Stated goal: Continue the Sawtooth travel account below, starting right after its last sentence.

--- Start Selected text ---

The Sawtooth

From Salmon we drove about 150 miles south to the center of Idaho and the Sawtooth National Recreation and Wilderness Area.  Most famously known for nearby Sun Valley Ski Resort, the draw for us is the natural beauty. We’ve said lots of “Wows” on this leg of the journey.

First we headed into Ketchum, the closest town with a Verizon store. Replacing the broken iPhone is a priority but in these parts, your priorities are not their problem. After a number of calls and an uncomfortable store visit we left without a viable solution. The last photo my phone took was a call to 911, which I didn’t make.

So, we are working on one phone for the time being. The scenery, however, makes up for it.

Our first destination here was the small town of Stanley and the nearby ghost towns of Bonanza and Custer. This is gold rush country from the mid 1800s through 1960. In Custer we toured the ghost town that once held a large population, all there to work the nearby mill, built to process ore from the mines. Relics from the early miners litter the ground of this historic site.

Along the way to Custer we passed the Yankee Fork Gold Dredge, which is a 988 ton relic of gold mining from the 1940s and 50s. There are 71 one-ton buckets on one continuous chain and each bucket could hold eight cubic feet of dirt.

The dredge dug into the valley over a six mile swath to recover gold by washing and separating the rock, gravel, and dirt from the gold.  Having cut a large swath of land through a beautiful valley, the old dredge still stands as a testament to man’s search for wealth. We toured the four story dredge which over a 12 year period turned out gold valued at  $1.2 million in 1958 dollars.

--- End Selected text ---
--- Start Given data ---

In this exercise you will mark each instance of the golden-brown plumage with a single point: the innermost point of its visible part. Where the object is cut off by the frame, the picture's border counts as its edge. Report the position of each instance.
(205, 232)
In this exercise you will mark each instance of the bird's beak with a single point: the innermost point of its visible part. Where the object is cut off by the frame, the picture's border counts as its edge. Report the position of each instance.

--- End Given data ---

Exercise result:
The next day we hopped on the bikes and rode from our campsite to the nearby Pole Creek Ranger Station. Pole Creek is the oldest Forest Service construction in the Sawtooth National Forest and was home to Ranger Bill Horton for 22 years.

The station is on the National Register of Historic Places and shows how tough and hard working rangers like Horton were. 

The remainder of the day was spent at the popular Redfish Lake. With a lodge, visitor center, and white beaches, Redfish is popular with hikers, paddle-boarders, kayakers, and boaters.

We walked the Fishhook Trail from the visitor center and came across the Kokanee Salmon, a relative of the Sockeye in the nearby creek. It was spawning season, so the red fish were thick, having come up stream from Redfish Lake. Once they hatch and grow they will go downstream tail-first to live and enjoy the beautiful Redfish Lake. 

The Sawtooth National Recreation Area is filled with campsites, streams, and trails. We spent some time on the Harriman Trail, an 18 mile mountain bike trail that runs along the Big Wood River. We rode just a section of the trail, which was a good workout with incredible views. 

From there we headed to nearby Pettit Lake where Steve did a seven mile trail run while I rode the bike a little more. Steve’s run took him from Pettit Lake to Alice Lake. Along the way he had incredible views and scenery. 

The campgrounds were beginning to fill up in anticipation of the upcoming long weekend, which is our cue to move along. We really loved our time in the Sawtooth area and hope to return to explore more trails by foot and by bike. 

We are heading south towards Twin Falls for our next set of adventures.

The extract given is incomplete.